» **Work to complete**
Transcribe each entry below exactly. Pictures do not go in the copy.

» **Data records**
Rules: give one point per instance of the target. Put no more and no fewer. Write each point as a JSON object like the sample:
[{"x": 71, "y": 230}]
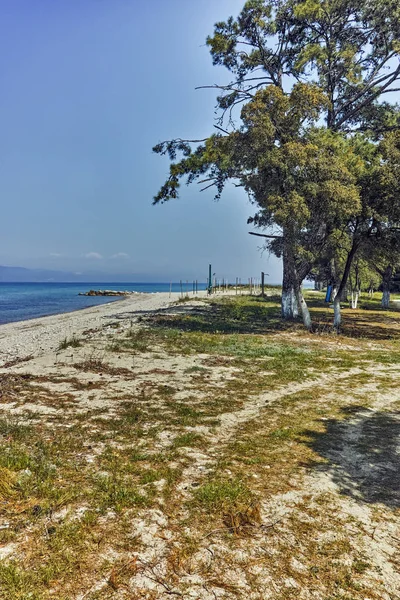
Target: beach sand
[
  {"x": 36, "y": 337},
  {"x": 165, "y": 454}
]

» **Exercise solution**
Rules: give one point per instance of the target. Put no more and no fewer. Write each point as a JSON object like the sample:
[{"x": 71, "y": 230}]
Target: beach sand
[
  {"x": 36, "y": 337},
  {"x": 165, "y": 454}
]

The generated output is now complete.